§ **Prompt**
The records below must be copied in full; omit the images.

......

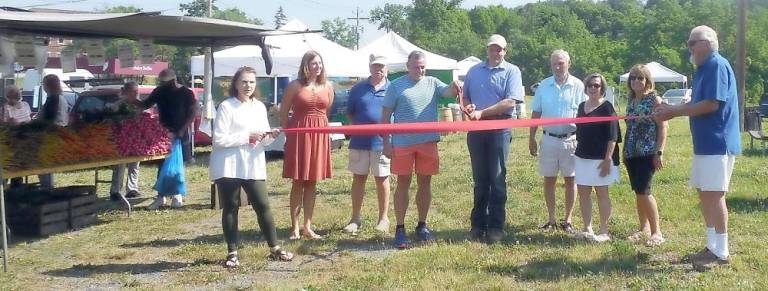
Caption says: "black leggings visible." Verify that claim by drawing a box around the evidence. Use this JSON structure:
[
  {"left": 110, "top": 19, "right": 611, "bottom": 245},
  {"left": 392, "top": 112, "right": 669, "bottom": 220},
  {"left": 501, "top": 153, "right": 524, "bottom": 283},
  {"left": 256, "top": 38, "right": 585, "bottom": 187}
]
[{"left": 216, "top": 178, "right": 277, "bottom": 252}]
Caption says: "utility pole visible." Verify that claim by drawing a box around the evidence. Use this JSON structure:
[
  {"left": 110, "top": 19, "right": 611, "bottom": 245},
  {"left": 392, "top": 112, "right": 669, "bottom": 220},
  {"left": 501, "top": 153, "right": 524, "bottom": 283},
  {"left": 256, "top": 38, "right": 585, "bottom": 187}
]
[
  {"left": 736, "top": 0, "right": 747, "bottom": 131},
  {"left": 346, "top": 7, "right": 369, "bottom": 50}
]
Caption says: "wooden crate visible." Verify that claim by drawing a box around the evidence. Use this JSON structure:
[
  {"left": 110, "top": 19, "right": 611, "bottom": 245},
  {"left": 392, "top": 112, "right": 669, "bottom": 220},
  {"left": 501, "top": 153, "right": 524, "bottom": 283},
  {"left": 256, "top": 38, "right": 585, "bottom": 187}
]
[
  {"left": 69, "top": 193, "right": 98, "bottom": 229},
  {"left": 8, "top": 200, "right": 70, "bottom": 236},
  {"left": 8, "top": 189, "right": 99, "bottom": 236}
]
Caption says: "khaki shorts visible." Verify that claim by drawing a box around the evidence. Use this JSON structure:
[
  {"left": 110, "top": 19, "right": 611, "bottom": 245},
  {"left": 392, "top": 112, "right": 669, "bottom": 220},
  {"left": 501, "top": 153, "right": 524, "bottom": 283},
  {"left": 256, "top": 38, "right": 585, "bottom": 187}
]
[
  {"left": 690, "top": 154, "right": 736, "bottom": 192},
  {"left": 539, "top": 134, "right": 577, "bottom": 177},
  {"left": 348, "top": 149, "right": 391, "bottom": 177}
]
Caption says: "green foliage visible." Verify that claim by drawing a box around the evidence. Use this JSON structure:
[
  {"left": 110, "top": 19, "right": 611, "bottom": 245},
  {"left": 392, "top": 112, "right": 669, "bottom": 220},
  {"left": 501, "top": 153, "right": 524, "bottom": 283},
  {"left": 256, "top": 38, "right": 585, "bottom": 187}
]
[
  {"left": 274, "top": 6, "right": 288, "bottom": 29},
  {"left": 369, "top": 0, "right": 768, "bottom": 104},
  {"left": 369, "top": 3, "right": 412, "bottom": 37},
  {"left": 321, "top": 18, "right": 358, "bottom": 49}
]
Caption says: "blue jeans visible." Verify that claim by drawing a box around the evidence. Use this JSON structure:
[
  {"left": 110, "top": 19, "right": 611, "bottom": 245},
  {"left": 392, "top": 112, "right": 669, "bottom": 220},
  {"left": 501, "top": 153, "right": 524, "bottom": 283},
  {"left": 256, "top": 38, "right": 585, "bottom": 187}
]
[{"left": 467, "top": 129, "right": 511, "bottom": 231}]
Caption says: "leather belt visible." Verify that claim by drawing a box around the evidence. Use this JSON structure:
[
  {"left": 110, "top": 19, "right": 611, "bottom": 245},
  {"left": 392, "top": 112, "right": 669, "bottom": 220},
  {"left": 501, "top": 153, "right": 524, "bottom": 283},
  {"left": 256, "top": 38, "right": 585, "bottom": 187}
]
[{"left": 543, "top": 130, "right": 575, "bottom": 139}]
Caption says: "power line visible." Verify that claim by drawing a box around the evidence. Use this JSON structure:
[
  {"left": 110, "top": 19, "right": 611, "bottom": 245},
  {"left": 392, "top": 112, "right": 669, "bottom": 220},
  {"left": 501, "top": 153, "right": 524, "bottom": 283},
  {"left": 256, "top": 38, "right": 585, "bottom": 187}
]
[{"left": 20, "top": 0, "right": 88, "bottom": 8}]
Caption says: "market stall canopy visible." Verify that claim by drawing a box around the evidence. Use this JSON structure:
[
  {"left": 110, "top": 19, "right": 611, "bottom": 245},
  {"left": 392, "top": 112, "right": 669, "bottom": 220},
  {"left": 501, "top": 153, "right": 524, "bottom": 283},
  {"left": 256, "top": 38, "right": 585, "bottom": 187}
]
[
  {"left": 190, "top": 19, "right": 368, "bottom": 77},
  {"left": 619, "top": 61, "right": 688, "bottom": 83},
  {"left": 105, "top": 59, "right": 168, "bottom": 76},
  {"left": 0, "top": 8, "right": 302, "bottom": 46},
  {"left": 457, "top": 56, "right": 482, "bottom": 77},
  {"left": 356, "top": 32, "right": 458, "bottom": 71}
]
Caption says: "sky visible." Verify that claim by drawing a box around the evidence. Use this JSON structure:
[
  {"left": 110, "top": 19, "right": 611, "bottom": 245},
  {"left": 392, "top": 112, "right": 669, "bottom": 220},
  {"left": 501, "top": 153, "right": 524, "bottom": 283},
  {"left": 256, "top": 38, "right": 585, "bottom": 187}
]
[{"left": 3, "top": 0, "right": 538, "bottom": 46}]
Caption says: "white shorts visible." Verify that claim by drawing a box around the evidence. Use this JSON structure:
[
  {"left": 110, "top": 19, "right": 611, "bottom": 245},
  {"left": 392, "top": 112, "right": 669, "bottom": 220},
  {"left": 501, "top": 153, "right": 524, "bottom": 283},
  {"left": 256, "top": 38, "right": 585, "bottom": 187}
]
[
  {"left": 348, "top": 149, "right": 391, "bottom": 177},
  {"left": 539, "top": 134, "right": 577, "bottom": 177},
  {"left": 689, "top": 155, "right": 736, "bottom": 192},
  {"left": 574, "top": 157, "right": 619, "bottom": 186}
]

......

§ **Response to the task**
Caption says: "black leggings visible." Verify that claim by drawing a box around the evidence. Use this JSON structure:
[
  {"left": 110, "top": 19, "right": 611, "bottom": 245},
  {"left": 392, "top": 112, "right": 669, "bottom": 220},
  {"left": 501, "top": 153, "right": 524, "bottom": 283},
  {"left": 256, "top": 38, "right": 585, "bottom": 187}
]
[{"left": 216, "top": 178, "right": 277, "bottom": 252}]
Caption says: "utility pole visible." Verify that claim by drawing a box around the evidence. Use this JSON structure:
[
  {"left": 110, "top": 19, "right": 611, "bottom": 245},
  {"left": 392, "top": 112, "right": 669, "bottom": 220},
  {"left": 501, "top": 153, "right": 524, "bottom": 283},
  {"left": 256, "top": 38, "right": 585, "bottom": 187}
]
[
  {"left": 736, "top": 0, "right": 747, "bottom": 131},
  {"left": 346, "top": 7, "right": 369, "bottom": 50}
]
Caption says: "wooden crate visible." Verify that claim by drawing a box around the evidence. Use this JSON structure:
[
  {"left": 110, "top": 19, "right": 611, "bottom": 245},
  {"left": 392, "top": 112, "right": 669, "bottom": 220},
  {"left": 501, "top": 153, "right": 524, "bottom": 283},
  {"left": 256, "top": 38, "right": 585, "bottom": 187}
]
[
  {"left": 69, "top": 193, "right": 98, "bottom": 229},
  {"left": 8, "top": 200, "right": 70, "bottom": 236},
  {"left": 8, "top": 189, "right": 99, "bottom": 236}
]
Caption says: "khaki shorts visible." Verify that claim by drawing a box around the evidence. Use this JSON structure:
[
  {"left": 110, "top": 19, "right": 611, "bottom": 245},
  {"left": 392, "top": 112, "right": 669, "bottom": 220},
  {"left": 501, "top": 153, "right": 524, "bottom": 283},
  {"left": 256, "top": 38, "right": 585, "bottom": 187}
]
[
  {"left": 690, "top": 154, "right": 736, "bottom": 192},
  {"left": 539, "top": 134, "right": 577, "bottom": 177},
  {"left": 348, "top": 149, "right": 391, "bottom": 177}
]
Caption says: "green foliage visible." Verify that claim by drawing a box around the evidence. Use this JSON structure:
[
  {"left": 110, "top": 19, "right": 611, "bottom": 245},
  {"left": 392, "top": 112, "right": 669, "bottom": 220},
  {"left": 501, "top": 153, "right": 524, "bottom": 283},
  {"left": 256, "top": 38, "right": 585, "bottom": 187}
]
[
  {"left": 274, "top": 6, "right": 288, "bottom": 29},
  {"left": 369, "top": 0, "right": 768, "bottom": 104},
  {"left": 369, "top": 3, "right": 412, "bottom": 37},
  {"left": 321, "top": 18, "right": 358, "bottom": 49}
]
Caption says: "blue jeans visible." Verify that claim by drawing a box around the evidence. Use this JSON structure:
[
  {"left": 110, "top": 19, "right": 611, "bottom": 245},
  {"left": 392, "top": 112, "right": 669, "bottom": 220},
  {"left": 501, "top": 153, "right": 524, "bottom": 283},
  {"left": 256, "top": 38, "right": 585, "bottom": 187}
]
[{"left": 467, "top": 129, "right": 511, "bottom": 231}]
Caption says: "leather belt visible." Verify that claim by drawing a box around the evidence. Use this JSON structure:
[
  {"left": 110, "top": 19, "right": 611, "bottom": 245},
  {"left": 392, "top": 112, "right": 669, "bottom": 220},
  {"left": 501, "top": 153, "right": 524, "bottom": 283},
  {"left": 256, "top": 38, "right": 585, "bottom": 187}
]
[{"left": 543, "top": 130, "right": 575, "bottom": 139}]
Caption says: "power line visible." Verify that claim by drawing a box around the evidence. Use this JSON structure:
[
  {"left": 110, "top": 19, "right": 611, "bottom": 245},
  {"left": 392, "top": 112, "right": 669, "bottom": 220},
  {"left": 501, "top": 153, "right": 524, "bottom": 283},
  {"left": 256, "top": 38, "right": 585, "bottom": 187}
]
[{"left": 20, "top": 0, "right": 88, "bottom": 8}]
Caption says: "market stall canopy visible." Verify that claim by drawing a box around the evidence. Use this JSON structure:
[
  {"left": 110, "top": 19, "right": 611, "bottom": 245},
  {"left": 392, "top": 112, "right": 669, "bottom": 220},
  {"left": 501, "top": 153, "right": 524, "bottom": 283},
  {"left": 256, "top": 38, "right": 585, "bottom": 187}
]
[
  {"left": 190, "top": 19, "right": 368, "bottom": 77},
  {"left": 619, "top": 61, "right": 688, "bottom": 83},
  {"left": 105, "top": 59, "right": 168, "bottom": 76},
  {"left": 0, "top": 8, "right": 302, "bottom": 46},
  {"left": 457, "top": 56, "right": 482, "bottom": 77},
  {"left": 356, "top": 32, "right": 458, "bottom": 71}
]
Caption says: "sky visible." Verify that claim by drawing a box around the evidence. Use this JSON structure:
[
  {"left": 110, "top": 19, "right": 611, "bottom": 245},
  {"left": 392, "top": 112, "right": 669, "bottom": 220},
  {"left": 501, "top": 153, "right": 524, "bottom": 283},
  {"left": 256, "top": 38, "right": 585, "bottom": 187}
]
[{"left": 3, "top": 0, "right": 538, "bottom": 46}]
Caption says: "white shorts visible." Verify that claim by drawing a box around the evidence. Use this JSON structure:
[
  {"left": 110, "top": 19, "right": 611, "bottom": 245},
  {"left": 392, "top": 112, "right": 669, "bottom": 220},
  {"left": 501, "top": 153, "right": 524, "bottom": 283},
  {"left": 256, "top": 38, "right": 585, "bottom": 187}
]
[
  {"left": 348, "top": 149, "right": 391, "bottom": 177},
  {"left": 539, "top": 134, "right": 577, "bottom": 177},
  {"left": 689, "top": 155, "right": 736, "bottom": 192},
  {"left": 574, "top": 157, "right": 619, "bottom": 186}
]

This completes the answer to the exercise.